Image box annotation records
^^^^^^^^^^^^^^^^

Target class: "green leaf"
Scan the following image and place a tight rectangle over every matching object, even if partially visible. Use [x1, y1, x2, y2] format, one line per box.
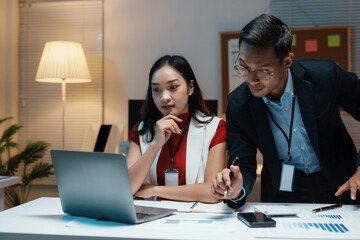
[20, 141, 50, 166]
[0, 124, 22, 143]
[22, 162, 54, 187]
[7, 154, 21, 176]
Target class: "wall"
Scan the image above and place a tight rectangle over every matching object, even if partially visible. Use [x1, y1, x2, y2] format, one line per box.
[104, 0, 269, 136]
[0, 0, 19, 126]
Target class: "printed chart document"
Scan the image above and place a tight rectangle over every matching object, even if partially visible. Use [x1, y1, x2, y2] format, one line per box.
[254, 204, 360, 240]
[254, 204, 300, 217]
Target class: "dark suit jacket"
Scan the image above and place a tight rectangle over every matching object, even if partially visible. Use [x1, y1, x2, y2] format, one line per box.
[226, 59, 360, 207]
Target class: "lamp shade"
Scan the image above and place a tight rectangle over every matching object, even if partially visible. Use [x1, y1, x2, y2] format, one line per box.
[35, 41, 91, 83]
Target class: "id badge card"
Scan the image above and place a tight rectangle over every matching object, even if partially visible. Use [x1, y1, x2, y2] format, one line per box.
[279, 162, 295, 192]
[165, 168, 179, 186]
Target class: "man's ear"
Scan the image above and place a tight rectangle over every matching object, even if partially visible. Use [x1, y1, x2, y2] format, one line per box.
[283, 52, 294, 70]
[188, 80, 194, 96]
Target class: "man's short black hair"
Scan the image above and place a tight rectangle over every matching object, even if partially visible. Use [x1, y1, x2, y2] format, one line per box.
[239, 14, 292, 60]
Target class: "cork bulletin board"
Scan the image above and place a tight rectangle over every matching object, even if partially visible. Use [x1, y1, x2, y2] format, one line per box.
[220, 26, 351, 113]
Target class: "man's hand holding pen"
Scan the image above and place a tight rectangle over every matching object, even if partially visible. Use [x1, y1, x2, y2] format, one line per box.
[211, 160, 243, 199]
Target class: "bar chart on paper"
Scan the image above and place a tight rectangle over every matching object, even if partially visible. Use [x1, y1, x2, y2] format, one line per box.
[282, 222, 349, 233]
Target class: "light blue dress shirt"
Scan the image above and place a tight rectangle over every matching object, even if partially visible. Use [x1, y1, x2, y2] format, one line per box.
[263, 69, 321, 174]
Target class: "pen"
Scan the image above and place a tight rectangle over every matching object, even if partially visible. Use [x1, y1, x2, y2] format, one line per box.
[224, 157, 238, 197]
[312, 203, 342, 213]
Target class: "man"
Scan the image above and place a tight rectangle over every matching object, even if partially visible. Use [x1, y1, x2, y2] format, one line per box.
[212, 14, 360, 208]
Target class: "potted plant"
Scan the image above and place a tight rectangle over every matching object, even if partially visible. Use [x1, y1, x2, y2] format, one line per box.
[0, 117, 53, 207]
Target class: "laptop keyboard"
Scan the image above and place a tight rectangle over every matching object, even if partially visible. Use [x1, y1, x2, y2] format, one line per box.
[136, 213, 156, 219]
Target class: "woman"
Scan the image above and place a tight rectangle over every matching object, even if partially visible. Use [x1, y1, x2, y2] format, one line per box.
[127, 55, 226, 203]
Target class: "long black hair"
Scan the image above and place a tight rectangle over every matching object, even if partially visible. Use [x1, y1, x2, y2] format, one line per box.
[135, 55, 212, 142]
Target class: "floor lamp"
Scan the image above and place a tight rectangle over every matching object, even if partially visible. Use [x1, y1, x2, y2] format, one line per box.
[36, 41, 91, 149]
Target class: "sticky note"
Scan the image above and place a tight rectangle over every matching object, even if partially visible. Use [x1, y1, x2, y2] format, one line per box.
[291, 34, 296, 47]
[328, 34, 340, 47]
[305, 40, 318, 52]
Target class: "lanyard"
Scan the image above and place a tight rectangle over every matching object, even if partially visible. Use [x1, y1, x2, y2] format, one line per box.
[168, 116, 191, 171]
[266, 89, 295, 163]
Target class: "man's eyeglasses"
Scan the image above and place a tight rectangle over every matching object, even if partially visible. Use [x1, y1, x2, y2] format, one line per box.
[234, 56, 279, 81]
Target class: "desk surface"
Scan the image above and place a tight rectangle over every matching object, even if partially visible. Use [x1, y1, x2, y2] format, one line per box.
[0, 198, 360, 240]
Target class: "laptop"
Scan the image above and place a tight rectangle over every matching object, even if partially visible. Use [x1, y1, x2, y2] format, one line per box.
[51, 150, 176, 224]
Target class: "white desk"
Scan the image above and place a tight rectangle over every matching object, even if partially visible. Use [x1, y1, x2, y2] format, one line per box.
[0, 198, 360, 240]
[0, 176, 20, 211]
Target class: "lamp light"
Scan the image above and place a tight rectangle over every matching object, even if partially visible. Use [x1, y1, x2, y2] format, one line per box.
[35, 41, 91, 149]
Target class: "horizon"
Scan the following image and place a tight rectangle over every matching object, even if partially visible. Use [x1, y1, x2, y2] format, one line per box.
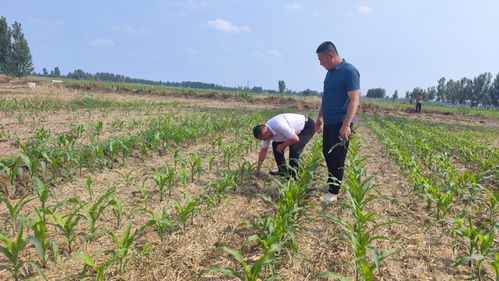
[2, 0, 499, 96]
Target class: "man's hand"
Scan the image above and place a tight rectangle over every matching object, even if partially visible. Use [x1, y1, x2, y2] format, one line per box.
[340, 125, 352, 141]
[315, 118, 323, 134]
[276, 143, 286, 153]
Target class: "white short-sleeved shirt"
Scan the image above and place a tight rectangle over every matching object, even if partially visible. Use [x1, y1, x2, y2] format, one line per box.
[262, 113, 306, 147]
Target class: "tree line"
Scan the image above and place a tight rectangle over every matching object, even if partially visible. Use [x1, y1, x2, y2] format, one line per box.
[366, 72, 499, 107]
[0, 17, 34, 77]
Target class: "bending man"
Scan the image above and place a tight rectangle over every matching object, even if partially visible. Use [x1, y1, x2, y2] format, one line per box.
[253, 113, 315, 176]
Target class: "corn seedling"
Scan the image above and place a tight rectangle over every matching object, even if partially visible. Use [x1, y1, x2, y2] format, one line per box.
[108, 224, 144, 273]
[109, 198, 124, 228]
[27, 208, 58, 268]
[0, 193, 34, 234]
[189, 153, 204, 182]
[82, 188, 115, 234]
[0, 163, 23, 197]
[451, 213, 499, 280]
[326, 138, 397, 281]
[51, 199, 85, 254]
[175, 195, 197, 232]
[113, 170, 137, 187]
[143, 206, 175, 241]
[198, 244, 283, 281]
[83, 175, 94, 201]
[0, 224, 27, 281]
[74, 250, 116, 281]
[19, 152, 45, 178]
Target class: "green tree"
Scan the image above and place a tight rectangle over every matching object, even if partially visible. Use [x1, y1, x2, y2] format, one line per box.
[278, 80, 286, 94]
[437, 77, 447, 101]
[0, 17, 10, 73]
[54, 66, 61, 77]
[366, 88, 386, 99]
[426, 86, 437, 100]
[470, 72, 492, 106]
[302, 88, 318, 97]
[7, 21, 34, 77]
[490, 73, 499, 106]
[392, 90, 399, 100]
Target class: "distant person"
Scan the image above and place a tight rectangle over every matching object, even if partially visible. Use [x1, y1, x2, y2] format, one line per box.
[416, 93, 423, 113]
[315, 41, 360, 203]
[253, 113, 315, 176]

^^^^^^^^^^^^^^^^

Reproduce the whole listing word for word, setting aside any pictures.

- [TASK SOLUTION]:
Target class: "green leaf"
Scan the following image and place a tight rectangle over every matching object, even if partially visible. Use [x1, y1, x2, y2] format, one line per box.
[20, 141, 50, 166]
[0, 124, 22, 143]
[22, 162, 54, 187]
[7, 154, 21, 176]
Target class: "wall"
Scan the image above and place a tight rectangle over every matching object, even if partially visible. Use [x1, y1, x2, y2] format, one line per box.
[104, 0, 269, 136]
[0, 0, 19, 126]
Target class: "printed chart document"
Scan the image above and place a tight rectangle over every matching object, even if partially visible. Use [x1, y1, x2, y2] format, one line per box.
[254, 204, 360, 240]
[254, 204, 300, 217]
Target class: "dark suit jacket"
Scan the image above and place a tight rectangle over every matching object, even if partially visible. Use [x1, y1, x2, y2] format, one line per box.
[226, 59, 360, 207]
Target class: "lamp shade"
Scan the image above and place a tight rectangle over every matching object, even if partially visible. Use [x1, y1, x2, y2] format, one line per box.
[35, 41, 91, 83]
Target class: "id badge card"
Scan the image above and place a tight rectangle over every matching object, even if partially visible. Use [x1, y1, x2, y2] format, one line per box.
[279, 162, 295, 192]
[165, 168, 179, 186]
Target class: "man's ear"
Scan the image above and place a tight rectangle over every matching object, even if partially visible. Use [x1, y1, x2, y2] format, one line per box.
[283, 52, 294, 70]
[188, 80, 194, 96]
Target class: "man's short black hair"
Scan the image above and place a tight rectangle over every matching object, even if partially visible. Use [x1, y1, x2, y2] format, one line per box.
[239, 14, 292, 60]
Target class: "cork bulletin board"
Scan the image above and place a tight rectangle over every matching object, even if partially visible. Use [x1, y1, x2, y2] format, one line per box.
[220, 26, 351, 113]
Target class: "man's hand holding pen"
Scan the image above and place a tight rectangle over every matching object, even if partially visible. Use [x1, y1, x2, y2] format, one line per box.
[211, 160, 243, 199]
Target class: "bar chart on paper"
Scan the image above and place a tight rectangle over every matching object, even if partially visible. Use [x1, y1, x2, y2] format, one line per box.
[282, 222, 349, 233]
Target class: "light blue dress shirt"
Scan the image above and place a tight rectangle over every matching object, even if partially visible. Use [x1, y1, x2, y2] format, one line per box.
[263, 69, 321, 174]
Target class: "pen"
Scan the image above and place a tight rectangle over every matching object, even if partially visible. Use [x1, y1, x2, y2] format, one line per box.
[224, 157, 238, 197]
[312, 203, 342, 213]
Target class: "man"
Scan the image above and place a tight rectangle over every matching object, even if partially visible. Use [x1, y1, x2, y2] format, one line per box.
[212, 14, 360, 208]
Target class: "potted plant"
Scan the image above and place a tight rectangle over every matching object, even if partially visible. Use [x1, y1, x2, y2] format, one line per box.
[0, 117, 53, 207]
Target class: "laptop keyboard"
Scan the image above and place a tight rectangle over every matching object, even if partially visible. Use [x1, y1, x2, y2] format, one line per box.
[136, 213, 156, 219]
Target class: "woman"
Scan the image above and place a tight rectangle over every matching object, even if partially visible. Use [x1, y1, x2, y2] format, one line per box.
[127, 55, 226, 203]
Target class: "long black hair"
Scan the image above and place a tight rectangle over every matching object, even if partially visible. Use [x1, y1, x2, y2] format, one line per box.
[135, 55, 212, 142]
Target class: "floor lamp"
Scan the image above and place a tight rectangle over every matching object, even if partially visible. Use [x1, y1, x2, y2] format, one line per box.
[36, 41, 91, 149]
Target class: "sticky note"
Scan the image above and place a tight rectangle over every matching object, even if partially visible. Use [x1, y1, x2, y2] format, one line per box.
[291, 34, 296, 47]
[328, 34, 340, 47]
[305, 40, 318, 52]
Target class: "lanyard"
Scan the image above and place a tight rectangle over every matching object, even if partially visible. Use [x1, y1, x2, y2] format, one line per box.
[168, 116, 191, 171]
[266, 89, 295, 163]
Target class: "man's eyeglasses"
Scan the image above and place a tight rectangle over every matching object, even if partially visible. Use [x1, y1, x2, y2] format, one line per box.
[234, 56, 279, 81]
Target class: "desk surface"
Scan the image above and place a tight rectangle over every matching object, even if partially visible. Use [x1, y1, x2, y2] format, one line per box.
[0, 198, 360, 240]
Target class: "laptop"
Scan the image above and place a tight rectangle over every matching object, even if partially visible. Use [x1, y1, x2, y2] format, one line per box.
[51, 150, 176, 224]
Target class: "white desk"
Scan the image above and place a tight rectangle over every matching object, even if partially visible. Use [x1, y1, x2, y2] format, one line per box.
[0, 198, 360, 240]
[0, 176, 20, 211]
Target class: "lamp light"
Scan the image above and place a tight rectangle over every matching object, even if partially visible. Use [x1, y1, x2, y2] format, one line per box.
[35, 41, 91, 149]
Target class: "horizon"
Scan the following image and place a tight rectangle over every matching object, even if partially visible. Use [x1, y1, x2, y2] format, one line per box.
[2, 0, 499, 96]
Target class: "man's hand"
Scan the image above and place a tight rectangle over every matching object, even if partially visible. Use [x1, y1, x2, y2] format, one line per box.
[340, 125, 352, 141]
[315, 118, 323, 134]
[276, 143, 286, 153]
Target class: "white short-sleeved shirt"
Scan the image above and place a tight rectangle over every matching object, even if partially visible. Use [x1, y1, x2, y2] format, one line per box.
[262, 113, 306, 147]
Target class: "tree line"
Scan the image above and place a tight rectangle over every matching object, even if partially visible. Use [x1, y1, x2, y2] format, one line per box.
[366, 72, 499, 107]
[0, 17, 34, 77]
Target class: "bending man"
Scan the image above and place a tight rectangle over every matching object, even if partially visible. Use [x1, y1, x2, y2] format, one line per box.
[253, 113, 315, 176]
Target class: "corn seedling"
Scan the image above and place a tight rectangle over every matching object, even if partially visible. Use [x1, y1, x2, y2] format, one line per box.
[108, 224, 144, 273]
[109, 198, 124, 228]
[27, 208, 58, 268]
[0, 193, 34, 234]
[189, 153, 204, 182]
[82, 188, 115, 234]
[0, 163, 23, 197]
[451, 213, 499, 280]
[326, 138, 397, 281]
[51, 199, 85, 254]
[175, 195, 197, 232]
[113, 170, 137, 187]
[143, 206, 175, 241]
[198, 244, 283, 281]
[83, 175, 94, 201]
[0, 224, 27, 281]
[74, 250, 116, 281]
[19, 152, 45, 178]
Target class: "green tree"
Scan the image above and place a tight rectangle over every matching object, even if partially visible. Use [x1, y1, x2, y2] format, one line per box.
[278, 80, 286, 94]
[437, 77, 447, 101]
[0, 17, 10, 73]
[54, 66, 61, 77]
[366, 88, 386, 99]
[426, 86, 437, 100]
[470, 72, 492, 106]
[302, 88, 318, 97]
[7, 21, 34, 77]
[490, 73, 499, 106]
[392, 90, 399, 100]
Target class: "distant person"
Scan the image above and place a tight rectangle over every matching object, even if partially visible. Use [x1, y1, x2, y2] format, one line per box.
[416, 93, 423, 113]
[315, 41, 360, 203]
[253, 113, 315, 176]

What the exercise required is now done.